*Items from a dataset*
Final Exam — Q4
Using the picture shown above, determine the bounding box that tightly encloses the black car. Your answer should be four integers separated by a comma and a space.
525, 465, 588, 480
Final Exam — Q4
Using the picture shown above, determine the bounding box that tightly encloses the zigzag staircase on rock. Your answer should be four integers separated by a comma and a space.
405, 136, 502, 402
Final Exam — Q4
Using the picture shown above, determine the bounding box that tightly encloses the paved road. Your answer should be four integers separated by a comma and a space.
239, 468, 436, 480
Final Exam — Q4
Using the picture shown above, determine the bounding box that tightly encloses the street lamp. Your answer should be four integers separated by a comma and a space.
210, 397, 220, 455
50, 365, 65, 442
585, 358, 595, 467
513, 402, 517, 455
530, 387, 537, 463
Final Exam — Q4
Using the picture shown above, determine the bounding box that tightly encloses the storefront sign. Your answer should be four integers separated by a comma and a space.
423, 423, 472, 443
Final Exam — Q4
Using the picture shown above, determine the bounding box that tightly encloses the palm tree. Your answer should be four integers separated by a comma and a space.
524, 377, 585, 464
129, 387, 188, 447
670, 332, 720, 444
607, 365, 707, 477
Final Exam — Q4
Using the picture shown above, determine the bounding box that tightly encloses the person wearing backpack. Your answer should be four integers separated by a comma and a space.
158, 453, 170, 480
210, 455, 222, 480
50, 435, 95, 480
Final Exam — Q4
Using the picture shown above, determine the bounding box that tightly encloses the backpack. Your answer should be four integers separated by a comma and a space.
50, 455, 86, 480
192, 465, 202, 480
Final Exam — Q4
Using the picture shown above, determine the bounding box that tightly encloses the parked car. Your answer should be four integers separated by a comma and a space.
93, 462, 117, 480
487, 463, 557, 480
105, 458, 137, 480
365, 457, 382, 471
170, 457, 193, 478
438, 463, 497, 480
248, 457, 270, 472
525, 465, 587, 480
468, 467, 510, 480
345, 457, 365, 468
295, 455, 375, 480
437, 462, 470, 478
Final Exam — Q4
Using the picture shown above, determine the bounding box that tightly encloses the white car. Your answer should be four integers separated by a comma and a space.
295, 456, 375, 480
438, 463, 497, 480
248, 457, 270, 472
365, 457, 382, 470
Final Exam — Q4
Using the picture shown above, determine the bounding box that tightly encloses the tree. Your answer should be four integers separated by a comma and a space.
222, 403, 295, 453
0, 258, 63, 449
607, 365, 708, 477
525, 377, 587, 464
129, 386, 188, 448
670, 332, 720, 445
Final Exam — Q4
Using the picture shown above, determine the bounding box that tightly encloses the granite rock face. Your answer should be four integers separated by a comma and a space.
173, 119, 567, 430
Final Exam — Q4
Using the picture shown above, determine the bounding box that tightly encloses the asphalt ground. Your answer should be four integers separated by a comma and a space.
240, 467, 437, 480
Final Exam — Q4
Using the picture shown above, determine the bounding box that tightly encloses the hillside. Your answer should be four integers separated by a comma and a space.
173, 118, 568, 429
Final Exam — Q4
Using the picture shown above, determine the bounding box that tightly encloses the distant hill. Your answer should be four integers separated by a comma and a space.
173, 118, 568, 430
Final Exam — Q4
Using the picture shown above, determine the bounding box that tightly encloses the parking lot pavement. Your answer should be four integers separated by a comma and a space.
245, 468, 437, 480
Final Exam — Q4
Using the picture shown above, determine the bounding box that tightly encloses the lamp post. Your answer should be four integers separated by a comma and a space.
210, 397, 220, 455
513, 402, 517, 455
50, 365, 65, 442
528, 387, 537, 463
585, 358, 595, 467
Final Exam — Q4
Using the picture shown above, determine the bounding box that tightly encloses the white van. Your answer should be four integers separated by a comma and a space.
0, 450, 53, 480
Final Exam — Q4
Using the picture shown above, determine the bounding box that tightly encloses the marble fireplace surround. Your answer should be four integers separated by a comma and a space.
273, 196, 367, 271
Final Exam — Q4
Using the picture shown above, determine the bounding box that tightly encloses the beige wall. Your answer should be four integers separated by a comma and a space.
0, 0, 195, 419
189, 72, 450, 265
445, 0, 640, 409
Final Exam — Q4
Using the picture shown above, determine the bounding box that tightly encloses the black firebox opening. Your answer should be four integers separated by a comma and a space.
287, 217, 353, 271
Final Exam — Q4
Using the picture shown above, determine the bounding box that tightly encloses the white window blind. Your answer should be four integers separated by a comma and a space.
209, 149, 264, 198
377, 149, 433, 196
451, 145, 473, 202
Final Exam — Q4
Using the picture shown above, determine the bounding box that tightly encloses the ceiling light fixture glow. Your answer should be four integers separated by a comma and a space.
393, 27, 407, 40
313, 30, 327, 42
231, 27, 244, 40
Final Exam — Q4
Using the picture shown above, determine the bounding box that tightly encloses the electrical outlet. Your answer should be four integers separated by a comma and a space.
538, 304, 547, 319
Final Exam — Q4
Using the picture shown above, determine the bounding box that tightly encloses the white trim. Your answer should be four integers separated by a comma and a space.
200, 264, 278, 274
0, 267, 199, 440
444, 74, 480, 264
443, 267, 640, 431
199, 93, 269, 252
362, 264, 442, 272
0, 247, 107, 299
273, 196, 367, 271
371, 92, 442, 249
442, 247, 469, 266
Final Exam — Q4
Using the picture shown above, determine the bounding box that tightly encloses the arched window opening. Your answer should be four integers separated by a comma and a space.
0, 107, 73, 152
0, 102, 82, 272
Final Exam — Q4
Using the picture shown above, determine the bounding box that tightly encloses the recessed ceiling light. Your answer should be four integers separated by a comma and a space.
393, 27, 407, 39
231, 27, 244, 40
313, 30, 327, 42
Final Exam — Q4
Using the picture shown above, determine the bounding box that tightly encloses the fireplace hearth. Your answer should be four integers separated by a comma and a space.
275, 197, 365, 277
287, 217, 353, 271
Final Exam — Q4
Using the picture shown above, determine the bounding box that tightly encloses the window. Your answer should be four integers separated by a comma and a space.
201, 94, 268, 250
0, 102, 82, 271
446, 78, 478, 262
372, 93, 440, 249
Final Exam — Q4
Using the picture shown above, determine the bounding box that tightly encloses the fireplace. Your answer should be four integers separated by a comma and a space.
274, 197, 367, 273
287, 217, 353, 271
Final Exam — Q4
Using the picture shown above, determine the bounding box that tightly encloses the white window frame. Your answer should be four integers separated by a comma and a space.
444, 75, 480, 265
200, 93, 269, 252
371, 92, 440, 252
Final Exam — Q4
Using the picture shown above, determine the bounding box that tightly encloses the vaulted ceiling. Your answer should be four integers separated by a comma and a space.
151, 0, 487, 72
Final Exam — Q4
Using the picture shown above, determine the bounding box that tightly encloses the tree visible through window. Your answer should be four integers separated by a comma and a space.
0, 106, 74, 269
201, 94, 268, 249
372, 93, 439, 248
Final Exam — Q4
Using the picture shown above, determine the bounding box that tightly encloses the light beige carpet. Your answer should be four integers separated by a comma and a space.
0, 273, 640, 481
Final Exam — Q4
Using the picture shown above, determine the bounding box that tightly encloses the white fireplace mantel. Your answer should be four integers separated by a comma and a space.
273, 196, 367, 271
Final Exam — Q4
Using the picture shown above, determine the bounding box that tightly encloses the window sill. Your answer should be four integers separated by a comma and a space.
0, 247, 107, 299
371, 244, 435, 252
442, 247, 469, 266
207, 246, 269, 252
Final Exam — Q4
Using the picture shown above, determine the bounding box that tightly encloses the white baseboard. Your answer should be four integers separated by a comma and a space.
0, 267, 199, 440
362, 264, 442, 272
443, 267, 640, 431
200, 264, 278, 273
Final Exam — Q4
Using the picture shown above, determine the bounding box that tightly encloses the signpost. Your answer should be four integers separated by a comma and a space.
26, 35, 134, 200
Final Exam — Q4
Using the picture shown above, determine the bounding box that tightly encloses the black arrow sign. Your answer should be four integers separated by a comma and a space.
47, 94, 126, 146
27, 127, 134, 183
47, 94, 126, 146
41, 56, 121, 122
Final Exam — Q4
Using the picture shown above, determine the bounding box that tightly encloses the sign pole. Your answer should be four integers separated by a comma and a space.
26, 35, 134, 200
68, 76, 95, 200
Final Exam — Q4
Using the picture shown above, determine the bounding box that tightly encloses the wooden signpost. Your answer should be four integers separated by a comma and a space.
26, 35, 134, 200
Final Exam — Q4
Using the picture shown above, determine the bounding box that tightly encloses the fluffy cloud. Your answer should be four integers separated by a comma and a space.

*TASK STATEMENT*
Copy the items from the beginning through the line that contains "405, 136, 502, 402", changing "integers" to "whole numbers" and leaving everything else the same.

*CORRECT OUTPUT*
Final Exam — Q4
Using the picture shown above, determine the bounding box that tightly encloses the black car. Your answer should be four whole numbers separated by a comma and a space.
525, 465, 588, 480
Final Exam — Q4
Using the picture shown above, determine the bounding box that tightly encloses the zigzag staircase on rock. Your answer should be four whole numbers separated by a comma and a space.
405, 136, 502, 402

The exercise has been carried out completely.